Given problem
Reproduce the entries word for word, starting at the beginning of the entries and ending with the line that contains "[635,0,893,70]", including both ends.

(Entries of labeled boxes)
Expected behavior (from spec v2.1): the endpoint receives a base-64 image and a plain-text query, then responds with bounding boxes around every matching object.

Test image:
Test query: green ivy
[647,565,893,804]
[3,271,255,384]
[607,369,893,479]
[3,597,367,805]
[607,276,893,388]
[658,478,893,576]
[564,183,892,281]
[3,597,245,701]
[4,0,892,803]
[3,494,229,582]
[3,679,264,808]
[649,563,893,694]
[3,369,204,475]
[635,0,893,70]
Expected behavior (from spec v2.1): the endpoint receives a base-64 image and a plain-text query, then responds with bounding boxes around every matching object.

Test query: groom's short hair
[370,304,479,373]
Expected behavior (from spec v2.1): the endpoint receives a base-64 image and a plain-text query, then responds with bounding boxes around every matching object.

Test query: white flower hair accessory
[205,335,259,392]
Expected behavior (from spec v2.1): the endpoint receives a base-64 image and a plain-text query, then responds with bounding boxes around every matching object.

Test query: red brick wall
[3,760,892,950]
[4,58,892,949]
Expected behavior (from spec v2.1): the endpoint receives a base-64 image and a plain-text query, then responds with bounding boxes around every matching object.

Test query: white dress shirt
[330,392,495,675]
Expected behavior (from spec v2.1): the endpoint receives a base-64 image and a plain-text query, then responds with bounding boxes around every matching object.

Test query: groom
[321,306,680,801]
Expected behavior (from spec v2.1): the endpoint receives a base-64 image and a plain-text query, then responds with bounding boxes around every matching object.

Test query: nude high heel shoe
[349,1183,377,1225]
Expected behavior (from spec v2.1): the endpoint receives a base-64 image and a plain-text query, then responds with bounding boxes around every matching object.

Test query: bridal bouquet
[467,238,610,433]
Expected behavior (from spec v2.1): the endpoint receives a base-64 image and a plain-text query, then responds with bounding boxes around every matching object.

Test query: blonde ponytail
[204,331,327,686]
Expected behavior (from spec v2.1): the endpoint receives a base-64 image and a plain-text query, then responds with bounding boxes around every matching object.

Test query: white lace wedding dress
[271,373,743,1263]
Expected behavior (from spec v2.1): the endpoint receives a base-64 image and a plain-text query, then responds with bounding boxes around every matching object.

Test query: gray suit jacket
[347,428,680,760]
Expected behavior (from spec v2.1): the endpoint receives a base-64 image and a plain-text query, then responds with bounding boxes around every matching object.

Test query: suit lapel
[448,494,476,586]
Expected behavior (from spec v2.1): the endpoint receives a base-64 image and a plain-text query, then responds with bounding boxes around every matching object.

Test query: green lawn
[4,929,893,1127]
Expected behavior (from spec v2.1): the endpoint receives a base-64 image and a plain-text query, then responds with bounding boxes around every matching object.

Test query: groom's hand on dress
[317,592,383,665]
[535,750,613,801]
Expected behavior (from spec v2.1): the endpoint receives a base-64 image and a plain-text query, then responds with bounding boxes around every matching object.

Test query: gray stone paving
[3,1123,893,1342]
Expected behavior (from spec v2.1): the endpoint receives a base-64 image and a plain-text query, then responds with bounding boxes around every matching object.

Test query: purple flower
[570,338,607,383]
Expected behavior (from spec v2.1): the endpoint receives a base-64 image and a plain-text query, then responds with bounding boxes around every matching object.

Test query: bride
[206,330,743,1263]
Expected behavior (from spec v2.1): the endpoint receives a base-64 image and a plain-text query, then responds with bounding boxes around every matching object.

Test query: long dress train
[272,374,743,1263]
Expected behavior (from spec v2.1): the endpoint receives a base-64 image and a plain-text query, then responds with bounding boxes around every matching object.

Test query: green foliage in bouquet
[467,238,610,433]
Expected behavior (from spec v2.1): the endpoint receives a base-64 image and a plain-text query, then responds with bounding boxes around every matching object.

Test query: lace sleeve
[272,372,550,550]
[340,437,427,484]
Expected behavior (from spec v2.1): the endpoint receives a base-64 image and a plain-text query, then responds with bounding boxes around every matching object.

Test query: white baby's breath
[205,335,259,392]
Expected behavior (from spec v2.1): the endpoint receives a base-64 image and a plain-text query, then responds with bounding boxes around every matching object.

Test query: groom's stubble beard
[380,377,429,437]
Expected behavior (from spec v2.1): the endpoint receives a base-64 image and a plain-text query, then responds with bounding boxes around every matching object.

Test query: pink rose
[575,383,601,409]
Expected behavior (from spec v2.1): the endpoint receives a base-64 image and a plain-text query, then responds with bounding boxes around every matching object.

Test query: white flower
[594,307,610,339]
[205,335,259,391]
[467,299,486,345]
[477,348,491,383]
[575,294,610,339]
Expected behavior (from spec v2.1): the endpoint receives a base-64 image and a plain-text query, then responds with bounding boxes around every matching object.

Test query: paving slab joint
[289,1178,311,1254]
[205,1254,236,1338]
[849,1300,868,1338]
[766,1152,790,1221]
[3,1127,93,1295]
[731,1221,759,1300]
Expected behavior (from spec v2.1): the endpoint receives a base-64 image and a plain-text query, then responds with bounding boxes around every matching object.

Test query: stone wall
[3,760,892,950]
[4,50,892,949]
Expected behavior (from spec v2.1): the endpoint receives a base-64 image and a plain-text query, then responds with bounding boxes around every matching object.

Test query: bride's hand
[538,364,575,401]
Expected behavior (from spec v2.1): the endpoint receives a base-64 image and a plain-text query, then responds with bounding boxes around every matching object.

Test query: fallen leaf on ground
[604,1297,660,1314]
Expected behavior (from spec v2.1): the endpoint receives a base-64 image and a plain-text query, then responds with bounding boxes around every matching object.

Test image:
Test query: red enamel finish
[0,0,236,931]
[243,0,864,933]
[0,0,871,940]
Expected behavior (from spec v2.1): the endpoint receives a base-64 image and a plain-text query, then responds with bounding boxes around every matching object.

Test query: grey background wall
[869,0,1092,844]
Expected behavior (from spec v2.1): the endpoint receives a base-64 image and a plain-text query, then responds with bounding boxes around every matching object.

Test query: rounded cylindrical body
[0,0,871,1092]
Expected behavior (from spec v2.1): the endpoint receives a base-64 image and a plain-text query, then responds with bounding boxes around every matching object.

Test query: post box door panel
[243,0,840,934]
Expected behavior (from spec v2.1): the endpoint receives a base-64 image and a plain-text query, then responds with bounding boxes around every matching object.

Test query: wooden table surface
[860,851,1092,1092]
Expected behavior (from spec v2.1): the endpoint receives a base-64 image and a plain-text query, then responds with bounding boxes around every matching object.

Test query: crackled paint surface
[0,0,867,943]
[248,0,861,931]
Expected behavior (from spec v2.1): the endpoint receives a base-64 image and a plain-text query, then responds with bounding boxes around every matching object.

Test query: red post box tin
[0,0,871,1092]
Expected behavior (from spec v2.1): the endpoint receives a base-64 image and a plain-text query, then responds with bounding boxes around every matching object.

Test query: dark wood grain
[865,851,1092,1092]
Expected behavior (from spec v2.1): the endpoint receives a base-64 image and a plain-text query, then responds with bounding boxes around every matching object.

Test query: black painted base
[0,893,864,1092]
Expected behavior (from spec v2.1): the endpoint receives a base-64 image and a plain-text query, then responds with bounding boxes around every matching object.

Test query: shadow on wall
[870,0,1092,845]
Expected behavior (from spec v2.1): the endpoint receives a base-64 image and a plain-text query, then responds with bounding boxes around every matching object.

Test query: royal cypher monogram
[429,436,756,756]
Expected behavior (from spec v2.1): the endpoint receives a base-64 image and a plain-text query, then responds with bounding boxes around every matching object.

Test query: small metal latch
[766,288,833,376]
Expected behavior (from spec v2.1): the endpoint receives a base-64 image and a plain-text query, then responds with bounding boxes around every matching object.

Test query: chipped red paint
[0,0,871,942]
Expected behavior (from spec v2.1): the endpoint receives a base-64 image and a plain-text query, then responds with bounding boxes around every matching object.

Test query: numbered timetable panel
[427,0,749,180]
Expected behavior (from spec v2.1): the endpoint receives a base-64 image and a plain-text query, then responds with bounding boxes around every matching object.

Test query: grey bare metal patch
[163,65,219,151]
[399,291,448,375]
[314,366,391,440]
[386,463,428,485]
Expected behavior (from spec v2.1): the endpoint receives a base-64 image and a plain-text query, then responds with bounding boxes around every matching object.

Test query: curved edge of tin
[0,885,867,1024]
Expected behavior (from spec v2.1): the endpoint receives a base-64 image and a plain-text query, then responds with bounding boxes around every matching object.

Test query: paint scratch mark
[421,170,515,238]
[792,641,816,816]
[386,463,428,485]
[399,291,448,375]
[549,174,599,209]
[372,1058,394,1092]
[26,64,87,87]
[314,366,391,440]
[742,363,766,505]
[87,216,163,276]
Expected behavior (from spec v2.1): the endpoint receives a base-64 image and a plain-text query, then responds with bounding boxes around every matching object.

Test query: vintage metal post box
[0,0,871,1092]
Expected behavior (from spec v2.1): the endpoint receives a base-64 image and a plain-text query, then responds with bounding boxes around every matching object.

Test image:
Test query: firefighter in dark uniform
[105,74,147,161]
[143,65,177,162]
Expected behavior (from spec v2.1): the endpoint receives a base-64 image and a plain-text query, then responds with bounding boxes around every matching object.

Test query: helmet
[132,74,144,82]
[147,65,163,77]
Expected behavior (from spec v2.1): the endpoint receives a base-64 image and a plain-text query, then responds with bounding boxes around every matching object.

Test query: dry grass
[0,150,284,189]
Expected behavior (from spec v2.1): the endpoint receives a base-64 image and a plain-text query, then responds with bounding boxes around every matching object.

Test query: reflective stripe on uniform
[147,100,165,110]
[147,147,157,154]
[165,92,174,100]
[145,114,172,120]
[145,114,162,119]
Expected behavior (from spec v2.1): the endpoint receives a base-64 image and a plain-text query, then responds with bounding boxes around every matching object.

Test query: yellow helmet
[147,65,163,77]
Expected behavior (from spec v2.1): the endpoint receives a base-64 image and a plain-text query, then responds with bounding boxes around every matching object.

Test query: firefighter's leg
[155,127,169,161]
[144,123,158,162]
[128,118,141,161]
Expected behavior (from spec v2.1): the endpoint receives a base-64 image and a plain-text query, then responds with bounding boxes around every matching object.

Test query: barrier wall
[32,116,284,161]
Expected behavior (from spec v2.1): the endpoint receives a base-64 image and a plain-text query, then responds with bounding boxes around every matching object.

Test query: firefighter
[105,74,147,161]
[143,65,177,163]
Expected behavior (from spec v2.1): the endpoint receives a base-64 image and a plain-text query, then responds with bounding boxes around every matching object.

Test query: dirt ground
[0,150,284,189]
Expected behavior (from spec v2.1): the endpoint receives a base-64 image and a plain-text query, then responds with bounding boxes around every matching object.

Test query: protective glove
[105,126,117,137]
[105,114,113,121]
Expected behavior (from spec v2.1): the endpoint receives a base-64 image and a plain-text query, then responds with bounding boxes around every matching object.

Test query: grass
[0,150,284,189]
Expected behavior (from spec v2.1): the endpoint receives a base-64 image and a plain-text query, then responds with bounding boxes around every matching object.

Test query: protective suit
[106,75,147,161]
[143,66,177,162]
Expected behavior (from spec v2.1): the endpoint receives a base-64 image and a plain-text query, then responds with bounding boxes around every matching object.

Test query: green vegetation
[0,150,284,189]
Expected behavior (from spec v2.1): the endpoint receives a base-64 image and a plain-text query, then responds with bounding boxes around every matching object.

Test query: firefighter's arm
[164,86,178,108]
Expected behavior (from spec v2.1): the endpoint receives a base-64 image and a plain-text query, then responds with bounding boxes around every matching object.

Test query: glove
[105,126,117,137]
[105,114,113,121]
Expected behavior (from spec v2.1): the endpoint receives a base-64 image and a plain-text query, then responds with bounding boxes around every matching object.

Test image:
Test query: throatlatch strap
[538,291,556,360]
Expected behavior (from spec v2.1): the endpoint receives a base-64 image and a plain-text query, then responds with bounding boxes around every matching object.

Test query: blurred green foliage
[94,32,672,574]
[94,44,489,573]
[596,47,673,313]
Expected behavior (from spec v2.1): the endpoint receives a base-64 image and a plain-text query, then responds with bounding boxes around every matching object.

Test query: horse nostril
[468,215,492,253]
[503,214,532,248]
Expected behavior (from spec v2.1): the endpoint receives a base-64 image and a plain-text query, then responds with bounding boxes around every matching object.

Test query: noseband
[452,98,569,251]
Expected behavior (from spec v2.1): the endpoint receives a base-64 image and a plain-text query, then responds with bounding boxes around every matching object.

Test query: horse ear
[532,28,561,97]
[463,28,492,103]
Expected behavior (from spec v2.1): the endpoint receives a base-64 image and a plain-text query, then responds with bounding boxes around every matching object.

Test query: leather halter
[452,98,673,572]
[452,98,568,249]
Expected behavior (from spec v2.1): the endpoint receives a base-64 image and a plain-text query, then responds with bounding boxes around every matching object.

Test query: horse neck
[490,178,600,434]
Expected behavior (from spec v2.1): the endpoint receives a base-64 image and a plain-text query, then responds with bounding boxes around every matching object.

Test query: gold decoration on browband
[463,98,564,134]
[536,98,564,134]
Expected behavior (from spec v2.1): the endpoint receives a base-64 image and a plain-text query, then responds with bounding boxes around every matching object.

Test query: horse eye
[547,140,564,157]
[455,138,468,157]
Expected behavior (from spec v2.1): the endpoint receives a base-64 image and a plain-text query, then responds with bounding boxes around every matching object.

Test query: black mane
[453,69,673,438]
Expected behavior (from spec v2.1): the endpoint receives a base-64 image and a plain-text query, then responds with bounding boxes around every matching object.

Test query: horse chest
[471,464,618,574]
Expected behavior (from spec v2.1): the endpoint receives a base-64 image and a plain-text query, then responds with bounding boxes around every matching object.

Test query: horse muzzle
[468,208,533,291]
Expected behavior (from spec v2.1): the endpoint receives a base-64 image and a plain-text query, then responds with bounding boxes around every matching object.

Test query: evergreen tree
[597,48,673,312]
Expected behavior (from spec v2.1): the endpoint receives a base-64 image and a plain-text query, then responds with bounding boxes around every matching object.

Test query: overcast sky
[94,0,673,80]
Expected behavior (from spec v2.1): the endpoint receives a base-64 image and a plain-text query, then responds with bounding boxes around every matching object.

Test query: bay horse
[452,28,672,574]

The response
Expected behavior (from spec v2.1): the endpoint receives a base-64 image and a plain-text query, then responds with bounding boxes around every matching object.

Test image:
Test query: green ivy
[647,565,893,804]
[3,271,255,384]
[607,369,893,479]
[3,597,367,805]
[607,276,893,388]
[658,478,893,576]
[564,183,892,281]
[3,597,245,701]
[4,0,892,803]
[3,494,229,582]
[3,679,264,808]
[649,563,893,694]
[3,369,204,475]
[635,0,893,70]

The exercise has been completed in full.